* _Document_
■ ■ ■

Hi all,
I'm thinking of adding some new copy+fixup functionality to M::B. For
context, I'm working on a (hackish) process_inline_files() for an
Inline::C subtree.
Could you please ring-in with "yes that hurts for me too" or "no, you're
doing it all wrong"?
I'm looking/wishing for a way to munge a file's contents on the way to
e.g. blib/lib/. For instance, process_foo_files() would be terribly
convenient if copy_if_modified() could hit a callback rather than
File::Copy::copy() *after* creating the basedir and before the chmod.
[Note, the chmod makes it inconvenient to do:
$self->copy_if_modified(from => 'lib/Foo.foo',
to => 'blib/lib/Foo.pm') and $self->foo_munge("blib/lib/Foo.pm");
but that's actually a bit wordy, so I still think it hurts elsewhere.]
Though I don't think that really scratches the itch. I'm trying to
aggregate some scattered pain-points involving populating blib, so
please bear with me and/or read along:
http://svn.dotreader.com/svn/dotreader/trunk/inc/MBwishlist/trees.pm
That's what I used to scratch this itch the last time it was really
bugging me. Now I've got something in another project and want to get
around having to employ copy&paste code reuse.
I think the generic case is roughly:
* source tree/list of files
(e.g. foolib/ or ala `find lib -name '*.x'`)
* destination root
(e.g. "blib/foo/" or "blib/lib/")
* possibly needing changes along-the-way
* should be read-only when done
So maybe this could be satisfied with something like:
my @copied = $self->copy_files([EMAIL PROTECTED], $todir); # see trees.pm
$self->munge_in_place([EMAIL PROTECTED]); # supplied by user
$self->chmod_files([EMAIL PROTECTED]); # wishlist item
Following the lead of copy_if_modified(), I made copy_files() return the
destinations.
Note1: Though possibly that should return a hashref of
{$fromfile => $tofile} pairs where exists($hash->{$fromfile}) is only
true if it was copied.
Note2: And I suppose chmod_files() would want said hashref for the
is-executable check on $fromfile.
Hmm, so:
my $copy_info = $self->copy_files([EMAIL PROTECTED], $todir);
$self->munge_in_place([values(%$copy_info)]);
$self->chmod_files($copy_info);
But that leaves munge_in_place() with the task of open, read, munge,
open, write vs the much handier sub {s/^#PUT THING HERE/$thing/} usage
that would be enabled if copy_files() took a "fixup => sub {...}"

■ ■ ■

* _Recorded information_
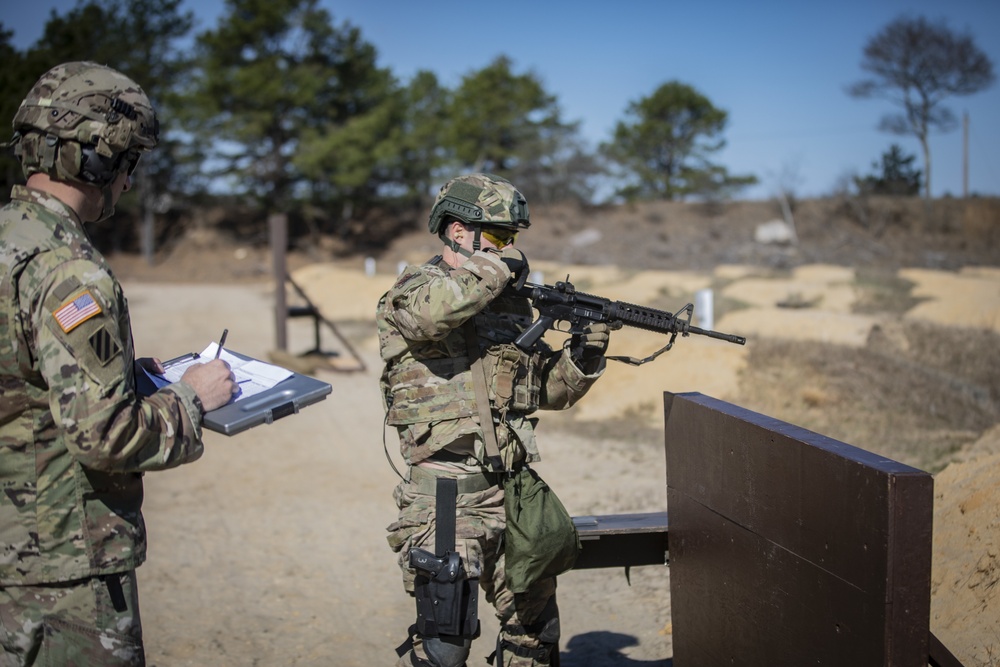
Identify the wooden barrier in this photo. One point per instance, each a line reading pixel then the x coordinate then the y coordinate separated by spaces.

■ ■ ■

* _Requirement_
Decide whether each statement below agrees with the message above, and answer yes or no for each, quoting the words of the message that decide it. 1. The writer made copy_files() return the destinations. 2. chmod_files() is presented as an existing method rather than a wished-for one. 3. The writer wants copy_if_modified() to hit a callback before creating the basedir.

* _Solution to this exercise_
1. Yes: "I made copy_files() return the destinations."
2. No: "$self->chmod_files([EMAIL PROTECTED]); # wishlist item"
3. No: "*after* creating the basedir and before the chmod."